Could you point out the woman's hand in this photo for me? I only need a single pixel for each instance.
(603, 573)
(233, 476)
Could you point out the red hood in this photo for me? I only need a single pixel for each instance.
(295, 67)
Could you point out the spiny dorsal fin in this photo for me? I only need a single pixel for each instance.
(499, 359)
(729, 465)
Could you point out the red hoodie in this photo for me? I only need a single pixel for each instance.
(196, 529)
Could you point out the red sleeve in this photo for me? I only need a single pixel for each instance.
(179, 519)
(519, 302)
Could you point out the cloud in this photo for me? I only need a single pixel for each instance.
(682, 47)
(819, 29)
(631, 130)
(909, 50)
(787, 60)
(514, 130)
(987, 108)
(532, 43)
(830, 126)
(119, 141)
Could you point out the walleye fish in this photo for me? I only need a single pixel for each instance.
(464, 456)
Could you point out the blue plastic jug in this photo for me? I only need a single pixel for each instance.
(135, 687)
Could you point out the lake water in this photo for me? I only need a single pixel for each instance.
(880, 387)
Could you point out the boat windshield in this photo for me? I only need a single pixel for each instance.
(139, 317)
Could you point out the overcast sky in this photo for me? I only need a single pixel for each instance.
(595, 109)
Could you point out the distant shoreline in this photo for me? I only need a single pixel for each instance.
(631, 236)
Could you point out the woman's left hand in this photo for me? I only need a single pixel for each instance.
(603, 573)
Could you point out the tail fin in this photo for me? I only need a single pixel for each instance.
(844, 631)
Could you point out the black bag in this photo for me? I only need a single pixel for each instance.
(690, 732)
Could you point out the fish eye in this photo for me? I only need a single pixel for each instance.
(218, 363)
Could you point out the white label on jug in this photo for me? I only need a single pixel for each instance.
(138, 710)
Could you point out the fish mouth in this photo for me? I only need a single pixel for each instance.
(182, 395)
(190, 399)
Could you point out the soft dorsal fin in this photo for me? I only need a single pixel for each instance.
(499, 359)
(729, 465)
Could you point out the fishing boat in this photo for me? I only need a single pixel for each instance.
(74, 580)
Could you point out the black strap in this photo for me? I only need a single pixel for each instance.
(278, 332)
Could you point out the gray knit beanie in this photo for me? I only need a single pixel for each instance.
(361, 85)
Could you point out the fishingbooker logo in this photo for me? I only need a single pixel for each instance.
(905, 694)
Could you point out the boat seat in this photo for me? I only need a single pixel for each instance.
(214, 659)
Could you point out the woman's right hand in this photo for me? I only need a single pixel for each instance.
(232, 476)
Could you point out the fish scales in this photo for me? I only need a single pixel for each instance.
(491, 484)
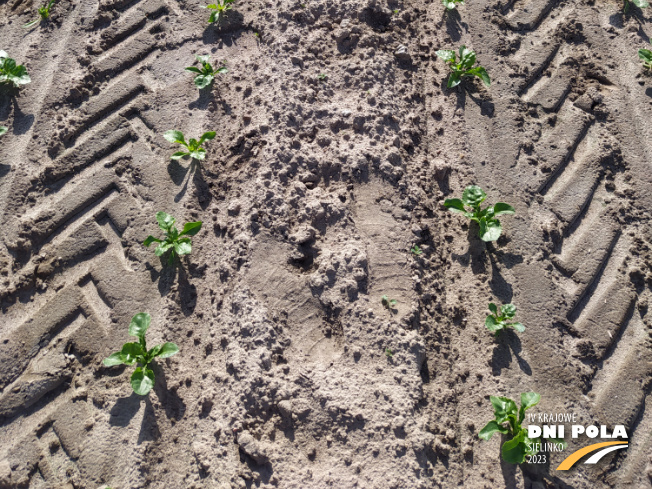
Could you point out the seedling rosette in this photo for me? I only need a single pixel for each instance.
(490, 228)
(194, 149)
(142, 380)
(12, 73)
(205, 74)
(497, 321)
(463, 67)
(175, 242)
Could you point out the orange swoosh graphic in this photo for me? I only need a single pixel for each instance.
(575, 456)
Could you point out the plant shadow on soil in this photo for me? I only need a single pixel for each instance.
(180, 174)
(618, 21)
(8, 100)
(471, 87)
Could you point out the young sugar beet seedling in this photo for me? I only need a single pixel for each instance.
(43, 14)
(639, 3)
(142, 380)
(219, 8)
(497, 320)
(451, 4)
(473, 196)
(508, 419)
(646, 57)
(464, 67)
(206, 74)
(177, 243)
(12, 73)
(195, 150)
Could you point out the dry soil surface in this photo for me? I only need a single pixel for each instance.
(337, 142)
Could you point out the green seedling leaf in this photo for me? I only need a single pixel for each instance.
(177, 243)
(183, 246)
(528, 400)
(205, 74)
(194, 149)
(507, 423)
(637, 3)
(162, 248)
(514, 450)
(142, 379)
(131, 352)
(388, 303)
(451, 4)
(206, 136)
(43, 12)
(151, 239)
(219, 9)
(501, 208)
(490, 428)
(467, 58)
(473, 196)
(11, 73)
(497, 321)
(469, 205)
(646, 56)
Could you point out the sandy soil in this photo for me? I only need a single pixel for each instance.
(312, 195)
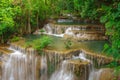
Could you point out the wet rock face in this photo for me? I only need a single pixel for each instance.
(78, 32)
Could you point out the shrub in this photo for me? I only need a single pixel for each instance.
(15, 38)
(68, 44)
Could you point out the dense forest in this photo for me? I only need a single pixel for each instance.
(18, 17)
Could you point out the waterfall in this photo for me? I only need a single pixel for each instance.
(19, 67)
(25, 65)
(43, 71)
(49, 31)
(63, 73)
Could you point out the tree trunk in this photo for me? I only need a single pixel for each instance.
(29, 26)
(37, 21)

=======

-- Work instructions --
Return the data exactly. Pictures stay out.

-- Answer to the exercise --
Could you point out the woman's hand in this photo for me? I only need a single pixel for each instance.
(603, 573)
(233, 476)
Could you point out the red hood in this photo for me? I only need a single pixel for each instance.
(295, 67)
Could you point out the spiny dorsal fin in this photo for me? I only need a single pixel for each instance.
(499, 359)
(729, 465)
Could you point out the red hoodie in this photo for me? I only need a single pixel for each instance.
(196, 529)
Could you point out the red sleeve in this photo for me? I only need a single pixel for each instance.
(179, 519)
(519, 302)
Could you point out the cloud in this photo for me? I only need a single pixel for each instance.
(682, 47)
(819, 29)
(631, 130)
(909, 50)
(787, 60)
(514, 130)
(987, 108)
(532, 43)
(830, 126)
(119, 141)
Could you point out the walleye fish in this photo for me? I only need a single pixel for each instance.
(464, 456)
Could you point out the blue plastic jug in this photo for me? I only need a single pixel for each instance.
(135, 687)
Could you point out the lake water in this photo for me? I only need a single pixel for each instance.
(880, 387)
Could you point out the boat windshield in this photo for me? I only need a single pixel for each instance.
(139, 317)
Could you point out the overcast sky in this photo for me? I only need a single pixel for each instance.
(595, 109)
Could you point out the distant shoreline in this photo for me? I only need a single pixel for each instance.
(631, 236)
Could you point out the woman's left hand in this photo for me? I only need a single pixel for each instance.
(603, 573)
Could you point out the tail fin in this photo for me? I only need a single pixel for each instance.
(844, 631)
Could you point out the black bag in this photo for me? I only need a single pixel for each instance.
(690, 732)
Could you point out the fish eye in this photo for me? I only need a single pixel for each instance.
(218, 363)
Could you point out the white label on jug in this photo for me? I only need a single pixel for each instance.
(138, 710)
Could you point out the fish mouth in this photo for me? I only need a single pixel for each instance.
(182, 395)
(190, 399)
Could you point out the soft dorsal fin in this photo for me? I only need a single pixel for each instance.
(499, 359)
(729, 465)
Could you point out the fishing boat in this photo for me? I only need a single pixel for each instance.
(74, 580)
Could you point out the black strap in this photo for me? I only need a single pixel for each instance.
(278, 332)
Could you point out the gray knit beanie in this photo for me? I only need a single pixel for each instance.
(361, 85)
Could you point out the fishingbooker logo in this photo for me? I only need a single pixel for each instance.
(905, 694)
Could you point out the boat seat in this photo for me? I only need a single pixel for each instance.
(214, 659)
Could you point out the woman's right hand in this photo for me? I only need a single pixel for each instance.
(232, 476)
Could you point out the fish scales in this photo for me? I only need a single pixel for each instance.
(491, 484)
Could you point out the seedling rosette in this photo for me? I only need a single pixel for each instance.
(490, 228)
(194, 149)
(142, 380)
(12, 73)
(205, 74)
(497, 321)
(463, 67)
(175, 242)
Could you point out the orange swoosh graphic in this photo for me? I only need a single pixel for each instance.
(575, 456)
Could you point out the plant shadow on soil in this photo for me? I only need a single pixel for each instance.
(180, 174)
(618, 21)
(8, 100)
(471, 87)
Could you point out the young sugar beet seedling in this photo for me? I only need a single pixel for each instance.
(43, 14)
(639, 3)
(142, 380)
(219, 8)
(497, 320)
(451, 4)
(473, 196)
(508, 419)
(646, 57)
(464, 67)
(206, 74)
(177, 243)
(12, 73)
(195, 150)
Could you point out the dry soil surface in this photo for me? I only need a single pixel for each instance.
(337, 142)
Could you point out the green seedling leaf in this photo for me? I only need a single pixel for each instance.
(177, 243)
(183, 246)
(528, 400)
(205, 74)
(194, 149)
(507, 423)
(637, 3)
(162, 248)
(514, 450)
(142, 379)
(131, 352)
(388, 303)
(451, 4)
(206, 136)
(43, 12)
(151, 239)
(219, 9)
(501, 208)
(490, 428)
(467, 58)
(473, 196)
(11, 73)
(497, 321)
(469, 205)
(646, 56)
Could you point out the sandy soil in this photo for me? I only need a single pixel for each instance.
(312, 195)
Could you point out the wet rock face in this photo for me? I only need a single pixel for each instance.
(78, 32)
Could you point out the shrub in this photo for me? I only need a single pixel for each instance.
(15, 38)
(68, 44)
Could you point out the dense forest in this photo for me? I only need a single pixel for each instance.
(18, 17)
Could you point out the waterfall in this photo for me? I only need a single pixel for each instance.
(19, 67)
(25, 65)
(43, 71)
(49, 31)
(63, 73)
Could you point out the tree trunk in this photo for me? I only need a single pixel for each instance.
(29, 26)
(37, 21)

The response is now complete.